§ Source excerpt

The tables that we just imported into PostgreSQL have the following column details:

1. `customers`
      * **id** INT, primary key of the table
      * **created_at** DATE, date the record was creaed
      * **is_premier** BOOLEAN, if the customer is a premier customer
      * **is_spam** BOOLEAN, if a customer is a spam customer
      

2. `score`, scores of the various surveys
      * **id** INT, primary key of the table
      * **customer_id** FOREIGN KEY, which customer completed the survey
      * **created_at** DATE, when the customer did the survey
      * **score** INT, the score of the survey

The database can be visualised as below:

![Database Schema](./images/database_schema.png)

The important context is that we are imagining a scenario where:

* We have been running a new company for around one year
* The product has gone through different stages of feature improvement and stability but has overall shown growth and improvement
* Every day, new customers join and both new and old customers may or may not leave us a score between 0 - 10 to rate how likely they are to recommend our product to family and friends
* At the start and at some key points during the year, the product is unstable or lacking features and this affects the customer rating

## Analyzing our NPS data using SQL (55 min)

Now we can proceed to the fun part. We have NPS scores left by a large number of customers over the past year, and we want to see how these scores change over time.

§ Dataset section
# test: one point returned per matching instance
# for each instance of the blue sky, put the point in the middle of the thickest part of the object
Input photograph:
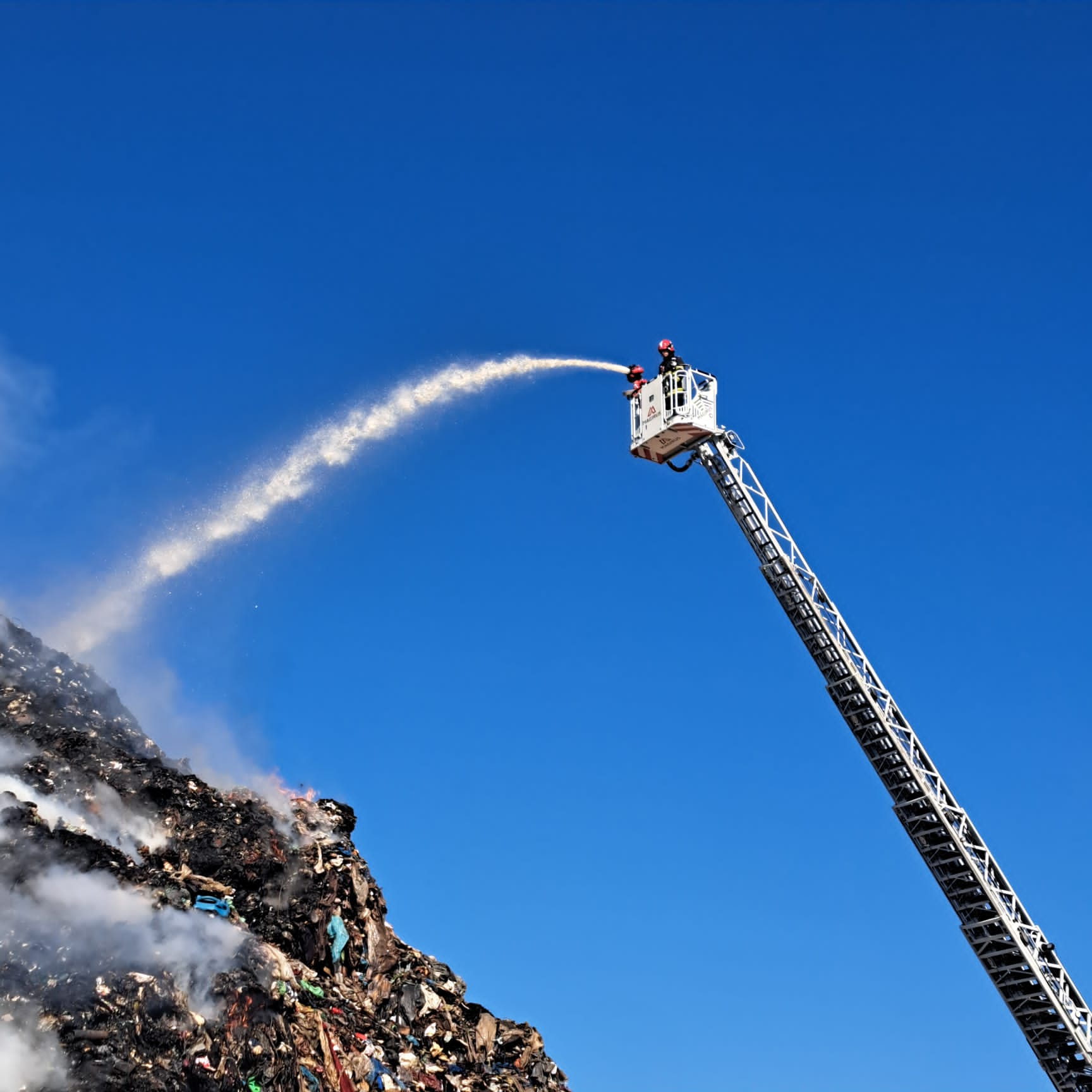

§ Task instructions
Extend the tutorial above on analyzing NPS scores in PostgreSQL, starting right after its final sentence.

§ Response below
We only have raw data - numbers between 0 and 10 inclusive – so we'll use SQL to group this data in different ways and transform it into NPS data. If you remember how to define NPS from the first section, you can probably work out that the main things we need to do are:

1. Break down our scores per customer for any given time period (here, we will look at this per week)
2. Divide customers into promoters, passives or detractors, based on the scores they have left in that week
3. Calculate the NPS per week and look at how this value changes week-by-week

### Counting customers and scores (10 min)

We saw how many customers and scores we had when we did the import step above. However, in a real-world setting, you would have gathered this data slowly, over time, so let's start by counting out customers, our survey responses (`scores`), and looking at how many surveys each customer responds to.

#### Counting customers

In [None]:
runQuery("""
SELECT COUNT(*) FROM customer;""")

We have nearly 200k customers, which is not bad for a product that's been running for one year!

#### Counting scores

In [None]:
runQuery("""
SELECT COUNT(*) FROM score;""")

And we have over 1.5 million survey responses. That's just over 8 responses per customer if we assume an equal distribution. Let's use SQL to look at that.

### Exercise 1: (5 min)

Write a SQL query that outputs a table showing the 10 customers with the highest number of responses and their total response count, in descending order (customer with most responses at the top).

**Answer.** One possible solution is given below:

In [None]:
runQuery("""
SELECT customer_id, COUNT(score.id) AS cnt FROM score
INNER JOIN customer ON customer_id = customer.id
GROUP BY customer_id ORDER BY cnt DESC
LIMIT 10;""")

We can see that the top three places have customer IDs `31`, `928` and `4271`, each having left 38 survey responses. 

You might also be used to doing SQL `JOIN`s using commas and a `WHERE` clause as a shortcut. The above command is equivalent to the following one, but the earlier version is preferable in most contexts as it is more explicit:

In [None]:
runQuery("""
SELECT customer_id, COUNT(score.id) AS cnt FROM score, customer
WHERE customer_id = customer.id
GROUP BY customer_id ORDER BY cnt DESC
LIMIT 10;""")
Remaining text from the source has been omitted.